— Start Available data —

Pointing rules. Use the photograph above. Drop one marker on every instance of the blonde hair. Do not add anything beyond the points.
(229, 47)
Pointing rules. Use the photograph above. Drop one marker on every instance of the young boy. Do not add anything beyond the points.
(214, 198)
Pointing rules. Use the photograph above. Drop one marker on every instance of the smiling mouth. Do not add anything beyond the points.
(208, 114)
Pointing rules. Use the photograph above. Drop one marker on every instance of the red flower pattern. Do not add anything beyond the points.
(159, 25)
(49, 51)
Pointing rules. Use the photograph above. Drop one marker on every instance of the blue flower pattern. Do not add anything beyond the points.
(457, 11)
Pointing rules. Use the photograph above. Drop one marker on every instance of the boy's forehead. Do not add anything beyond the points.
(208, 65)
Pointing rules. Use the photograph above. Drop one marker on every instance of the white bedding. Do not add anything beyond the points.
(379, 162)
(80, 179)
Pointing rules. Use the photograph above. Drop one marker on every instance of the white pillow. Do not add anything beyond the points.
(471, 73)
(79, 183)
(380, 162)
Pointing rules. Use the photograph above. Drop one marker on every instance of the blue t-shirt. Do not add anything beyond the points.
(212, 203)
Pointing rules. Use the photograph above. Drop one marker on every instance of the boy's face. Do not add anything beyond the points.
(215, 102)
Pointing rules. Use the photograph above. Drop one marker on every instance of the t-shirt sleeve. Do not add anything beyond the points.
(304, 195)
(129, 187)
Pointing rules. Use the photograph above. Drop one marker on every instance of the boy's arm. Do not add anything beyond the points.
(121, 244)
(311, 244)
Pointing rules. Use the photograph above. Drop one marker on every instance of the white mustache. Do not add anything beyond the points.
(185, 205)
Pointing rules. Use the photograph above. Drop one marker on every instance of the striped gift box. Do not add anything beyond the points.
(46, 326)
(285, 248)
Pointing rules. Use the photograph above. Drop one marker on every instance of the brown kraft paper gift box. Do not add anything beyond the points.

— End Available data —

**Task**
Extract, exactly as they appear, the lines from the one containing "mouth. Do not add anything beyond the points." through the final line.

**Finished exercise**
Pointing rules. Use the photograph above. Drop one marker on every instance of the smiling mouth. Do not add anything beyond the points.
(208, 114)
Pointing rules. Use the photograph above. Drop one marker on every instance of the red flower pattern. Do not add anything beyond the points.
(159, 25)
(49, 51)
Pointing rules. Use the photograph above. Drop one marker on every instance of the blue flower pattern. Do not add anything beyond the points.
(457, 11)
Pointing rules. Use the photograph above. Drop one marker on every instance of the boy's forehead. Do not add anything beyond the points.
(208, 65)
Pointing rules. Use the photograph above. Drop one marker on every instance of the white bedding. Do not add anything beyond the points.
(379, 162)
(80, 179)
Pointing rules. Use the photograph above. Drop one marker on every instance of the white pillow. Do not add anything beyond the points.
(471, 73)
(79, 183)
(380, 162)
Pointing rules. Use the photograph above. Drop one marker on every instance of the blue t-shirt. Do not add anything beyond the points.
(212, 203)
Pointing rules. Use the photograph above. Drop one marker on every instance of the boy's face. Do not add anything beyond the points.
(215, 102)
Pointing rules. Use the photograph above. Drop one marker on every instance of the t-shirt sleeve. Do not add anything beyond the points.
(304, 195)
(129, 187)
Pointing rules. Use the photograph above. Drop one marker on every instance of the boy's arm. Do not add anything beyond the points.
(121, 244)
(311, 244)
Pointing rules. Use the photograph above. Drop one marker on every instance of the white mustache. Do not add anything beyond the points.
(185, 205)
Pointing rules. Use the photograph above. Drop one marker on every instance of the striped gift box. Do not add anything beyond the points.
(46, 326)
(285, 248)
Pointing rules. Use the photograph above. Drop one marker on every instance of the brown kraft paper gift box. Do not add anything beyond the points.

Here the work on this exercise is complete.